_Problem to work on:_ Extract every line below that contains the word "finial".

[Start of Attachment]

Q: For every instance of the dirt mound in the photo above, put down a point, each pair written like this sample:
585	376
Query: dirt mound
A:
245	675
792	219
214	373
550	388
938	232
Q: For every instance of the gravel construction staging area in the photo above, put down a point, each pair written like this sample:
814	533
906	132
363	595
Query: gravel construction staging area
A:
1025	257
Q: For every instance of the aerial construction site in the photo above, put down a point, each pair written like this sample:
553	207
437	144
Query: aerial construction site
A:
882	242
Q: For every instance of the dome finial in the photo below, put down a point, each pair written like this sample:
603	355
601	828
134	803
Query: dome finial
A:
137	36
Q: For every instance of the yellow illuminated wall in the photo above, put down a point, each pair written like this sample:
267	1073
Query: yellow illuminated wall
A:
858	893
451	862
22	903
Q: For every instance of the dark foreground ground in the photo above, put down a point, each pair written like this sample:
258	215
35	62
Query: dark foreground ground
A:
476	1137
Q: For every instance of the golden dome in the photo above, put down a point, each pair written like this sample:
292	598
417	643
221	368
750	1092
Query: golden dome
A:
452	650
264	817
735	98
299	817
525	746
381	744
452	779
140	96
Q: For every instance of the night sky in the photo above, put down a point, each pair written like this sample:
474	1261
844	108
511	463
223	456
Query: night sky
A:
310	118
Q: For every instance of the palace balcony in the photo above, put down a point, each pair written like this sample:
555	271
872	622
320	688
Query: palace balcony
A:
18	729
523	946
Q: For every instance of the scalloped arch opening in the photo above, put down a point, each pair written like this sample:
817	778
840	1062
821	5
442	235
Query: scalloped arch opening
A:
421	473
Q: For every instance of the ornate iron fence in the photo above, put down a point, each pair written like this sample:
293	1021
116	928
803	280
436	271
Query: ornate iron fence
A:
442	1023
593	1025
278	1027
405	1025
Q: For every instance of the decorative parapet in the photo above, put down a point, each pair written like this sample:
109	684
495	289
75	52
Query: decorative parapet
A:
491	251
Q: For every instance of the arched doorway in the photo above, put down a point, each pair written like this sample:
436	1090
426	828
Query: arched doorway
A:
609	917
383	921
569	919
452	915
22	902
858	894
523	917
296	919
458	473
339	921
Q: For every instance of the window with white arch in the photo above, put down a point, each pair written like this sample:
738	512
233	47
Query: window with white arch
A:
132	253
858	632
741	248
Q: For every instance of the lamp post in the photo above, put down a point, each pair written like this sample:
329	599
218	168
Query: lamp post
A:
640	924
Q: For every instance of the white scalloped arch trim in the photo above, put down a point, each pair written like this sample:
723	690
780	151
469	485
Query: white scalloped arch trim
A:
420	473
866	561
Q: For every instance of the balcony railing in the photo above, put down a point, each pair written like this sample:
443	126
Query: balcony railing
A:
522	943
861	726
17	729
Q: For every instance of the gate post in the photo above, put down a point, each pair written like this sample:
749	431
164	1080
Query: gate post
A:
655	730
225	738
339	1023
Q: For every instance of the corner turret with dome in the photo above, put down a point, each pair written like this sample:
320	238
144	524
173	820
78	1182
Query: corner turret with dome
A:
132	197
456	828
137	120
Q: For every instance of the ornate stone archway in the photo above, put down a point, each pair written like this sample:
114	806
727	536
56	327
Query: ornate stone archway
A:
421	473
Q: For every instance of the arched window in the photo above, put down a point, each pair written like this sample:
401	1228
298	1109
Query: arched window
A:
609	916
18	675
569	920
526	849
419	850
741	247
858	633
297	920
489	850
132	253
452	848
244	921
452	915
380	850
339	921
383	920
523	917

[End of Attachment]

_Answer space:_
Q: For every instance of the dome finial in the photo below, put down a point, each pair written like this sample:
Query: dome finial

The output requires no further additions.